■ **Task directions**
Could you reproduce the entries from the line containing "the balcony railing" through the end of the entries, inclusive and with the requests kept, offsetting every coordinate in the answers by adding 62 to it?
□ □ □ □ □
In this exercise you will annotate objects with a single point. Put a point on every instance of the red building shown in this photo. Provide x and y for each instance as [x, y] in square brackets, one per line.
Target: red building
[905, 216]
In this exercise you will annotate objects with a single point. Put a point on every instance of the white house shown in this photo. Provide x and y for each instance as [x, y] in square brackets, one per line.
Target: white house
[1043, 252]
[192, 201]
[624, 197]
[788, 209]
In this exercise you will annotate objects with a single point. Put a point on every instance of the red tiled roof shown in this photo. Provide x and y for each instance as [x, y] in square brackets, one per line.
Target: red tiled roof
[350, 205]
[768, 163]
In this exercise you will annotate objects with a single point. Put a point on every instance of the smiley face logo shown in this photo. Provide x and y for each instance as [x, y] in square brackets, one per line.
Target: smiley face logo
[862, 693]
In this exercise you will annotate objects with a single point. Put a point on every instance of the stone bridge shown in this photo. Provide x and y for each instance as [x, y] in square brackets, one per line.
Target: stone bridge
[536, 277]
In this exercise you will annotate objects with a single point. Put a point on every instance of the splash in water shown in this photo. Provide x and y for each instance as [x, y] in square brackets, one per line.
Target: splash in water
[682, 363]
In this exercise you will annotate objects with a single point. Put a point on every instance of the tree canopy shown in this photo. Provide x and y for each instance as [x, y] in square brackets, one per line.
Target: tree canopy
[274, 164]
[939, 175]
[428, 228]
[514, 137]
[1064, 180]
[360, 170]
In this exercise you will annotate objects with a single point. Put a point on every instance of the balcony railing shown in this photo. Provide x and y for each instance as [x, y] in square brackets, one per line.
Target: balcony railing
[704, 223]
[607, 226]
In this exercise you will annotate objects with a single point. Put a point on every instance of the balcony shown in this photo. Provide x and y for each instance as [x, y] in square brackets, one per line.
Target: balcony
□ □ □ □ □
■ **Finished task**
In this exercise you will annotate objects with a single point. Put a point on every instance of the balcony railing shown in this photo. Provide x and y for each instance as [x, y] in square brackets, one per line.
Target: balcony railing
[766, 285]
[669, 288]
In this exercise you will annotate objects with a single point. Put a point on every instance of the balcony shown in this photo. Provide x and y for each instance as [x, y] in square brackets, one per line.
Target: balcony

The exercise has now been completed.